*** DATA EXCERPTS ***

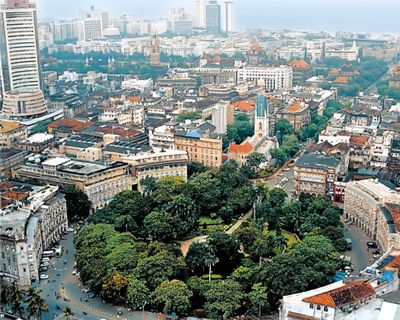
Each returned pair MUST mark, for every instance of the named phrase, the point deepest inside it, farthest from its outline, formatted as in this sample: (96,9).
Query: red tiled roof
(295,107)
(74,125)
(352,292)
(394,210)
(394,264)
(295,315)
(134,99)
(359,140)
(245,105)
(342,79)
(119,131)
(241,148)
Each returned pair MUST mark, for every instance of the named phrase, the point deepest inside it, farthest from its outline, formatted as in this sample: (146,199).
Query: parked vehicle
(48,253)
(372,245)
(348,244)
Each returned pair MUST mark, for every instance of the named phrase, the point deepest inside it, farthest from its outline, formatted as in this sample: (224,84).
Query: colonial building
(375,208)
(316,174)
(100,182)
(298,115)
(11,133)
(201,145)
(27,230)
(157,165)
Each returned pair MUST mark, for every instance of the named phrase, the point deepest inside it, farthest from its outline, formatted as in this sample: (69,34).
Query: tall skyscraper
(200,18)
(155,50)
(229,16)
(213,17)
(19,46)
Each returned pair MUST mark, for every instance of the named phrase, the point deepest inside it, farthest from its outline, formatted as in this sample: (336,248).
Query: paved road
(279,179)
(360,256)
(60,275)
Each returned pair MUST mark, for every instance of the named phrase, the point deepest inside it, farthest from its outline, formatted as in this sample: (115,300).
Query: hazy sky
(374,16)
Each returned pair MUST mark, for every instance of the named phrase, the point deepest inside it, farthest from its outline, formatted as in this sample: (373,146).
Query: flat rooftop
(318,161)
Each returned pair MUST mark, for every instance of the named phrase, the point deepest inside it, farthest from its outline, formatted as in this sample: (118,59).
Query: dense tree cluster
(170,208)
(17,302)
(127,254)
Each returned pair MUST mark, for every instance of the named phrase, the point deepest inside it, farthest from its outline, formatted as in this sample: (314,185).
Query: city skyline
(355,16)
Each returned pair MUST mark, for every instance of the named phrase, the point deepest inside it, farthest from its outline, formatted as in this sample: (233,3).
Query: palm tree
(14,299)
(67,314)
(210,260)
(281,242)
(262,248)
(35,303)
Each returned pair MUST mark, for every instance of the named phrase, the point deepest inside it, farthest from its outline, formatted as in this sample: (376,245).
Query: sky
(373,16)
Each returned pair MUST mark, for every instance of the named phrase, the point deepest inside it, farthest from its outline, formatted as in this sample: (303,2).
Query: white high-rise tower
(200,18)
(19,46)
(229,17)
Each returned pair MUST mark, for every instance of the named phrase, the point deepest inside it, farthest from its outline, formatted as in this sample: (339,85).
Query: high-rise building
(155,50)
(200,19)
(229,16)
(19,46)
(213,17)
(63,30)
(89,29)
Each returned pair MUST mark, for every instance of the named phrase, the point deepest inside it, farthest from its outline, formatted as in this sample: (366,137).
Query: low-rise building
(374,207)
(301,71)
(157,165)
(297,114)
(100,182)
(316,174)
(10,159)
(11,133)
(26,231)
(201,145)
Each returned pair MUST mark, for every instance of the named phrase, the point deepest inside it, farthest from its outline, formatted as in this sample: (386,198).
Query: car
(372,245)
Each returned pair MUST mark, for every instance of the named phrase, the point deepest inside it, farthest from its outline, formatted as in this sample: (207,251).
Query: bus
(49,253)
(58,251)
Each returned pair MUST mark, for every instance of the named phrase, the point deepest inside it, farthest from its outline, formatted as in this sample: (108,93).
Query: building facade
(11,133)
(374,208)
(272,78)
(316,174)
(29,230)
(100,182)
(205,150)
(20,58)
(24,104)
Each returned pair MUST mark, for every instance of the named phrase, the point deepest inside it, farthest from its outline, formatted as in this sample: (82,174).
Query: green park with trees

*** End of DATA EXCERPTS ***

* **INSTRUCTIONS FOR THE TASK**:
All records must be output exactly as they are, except for the pictures, which are left out.

* **SOLUTION TO THIS TASK**:
Each returned pair MUST mark, for every instance of the named phrase, the point deepest inside it, farthest from its outline, formatted as in this sample: (96,9).
Query: red tiled roof
(295,107)
(74,125)
(352,292)
(394,210)
(394,264)
(295,315)
(134,99)
(359,140)
(245,105)
(342,79)
(119,131)
(241,148)
Each returned pair MUST mark, for every instance of the named phrase, the point deepest inside it, farthest from its outline, formatted as in this sample: (146,199).
Query: parked vehicle
(48,253)
(372,245)
(348,244)
Each returned pair MUST mark, for every instance of the named phrase, the point deepest inside it, farthest from its outline, formatted as in this sample: (224,84).
Query: colonial building
(375,208)
(316,174)
(100,182)
(298,115)
(11,133)
(201,145)
(27,230)
(157,165)
Each returned pair MUST mark, for every instance of the named phrase, the point deepest inside it, farthest from its outline, formatted as in this sample: (69,34).
Query: tall skyscraper
(200,18)
(155,50)
(229,16)
(213,17)
(19,46)
Each returned pair MUST mark, for every instance of the named phrase, the point deepest inside it, farthest from its outline, formatted as in this sample: (336,248).
Query: paved road
(279,179)
(360,256)
(60,275)
Each returned pair MUST mark, for every instance of the named phrase, the point deepest inside it, farthest from its outline, formatted as in this sample: (115,300).
Query: hazy sky
(374,16)
Each returned pair MUST mark, for every instance of the named phrase, the point deepest inside it, farthest from its outline, formatted as in this sample: (373,146).
Query: flat rooftop
(318,161)
Each returned pair MUST mark, for every instance of the named phrase, the point deepest inside it, farthest from its outline, formatted as in this sample: (118,59).
Query: dense tree cluster
(170,208)
(17,302)
(127,254)
Each returned pair MUST mark, for every instance of the named phrase, the point deepest inside it, farthest from its outline, formatted as in this sample: (314,185).
Query: city skyline
(355,16)
Each returned pair MUST mark, for every instance of the named phrase, the point deepest inside it, farthest from its outline, formatted as in this sample: (233,3).
Query: palm tree
(14,299)
(67,314)
(210,260)
(281,242)
(262,248)
(35,303)
Each returned pair MUST mark, for every instance of the named phrase, the point deepest inside it, farthest from its outline, formatted as in this sample: (376,245).
Query: sky
(373,16)
Each returned pair MUST mark, for every instance of the named phrase, the point deepest inside it, farthest from its outline, formatted as in this sample: (303,2).
Query: white high-rise tower
(200,18)
(19,46)
(229,17)
Each returned pair MUST mark, for every instance of the named phrase, the point deepest inside it, farthest from its outline, formatted as in this sample: (339,85).
Query: high-rise building
(155,50)
(200,19)
(229,16)
(19,46)
(213,17)
(63,30)
(89,29)
Each returned pair MUST mark, for every instance of the named phrase, the point deepest inside it, farthest from its outline, formatted as in this sample: (366,137).
Query: low-rise building
(374,207)
(301,71)
(157,165)
(297,114)
(100,182)
(316,174)
(10,159)
(11,133)
(26,231)
(201,145)
Each returned pair MUST mark, for every instance of the named phrase, the point deepest inside it, farthest from its outline, formatted as in this sample: (386,198).
Query: car
(372,245)
Each returned pair MUST mark, for every instance of the named phrase, the point deepest inside it, farthest from its outline, formatted as in this sample: (207,251).
Query: bus
(49,253)
(58,251)
Each returned pair MUST mark, for every instance of the named phrase, the point deepest inside it, farthest from its outline, formatted as in this sample: (108,93).
Query: building facade
(11,133)
(374,208)
(272,78)
(316,174)
(29,230)
(100,182)
(205,150)
(20,58)
(24,104)
Each returned pair MUST mark, for every instance of the named phrase, the point deepest inside it, farthest from its outline, formatted as in this sample: (82,174).
Query: green park with trees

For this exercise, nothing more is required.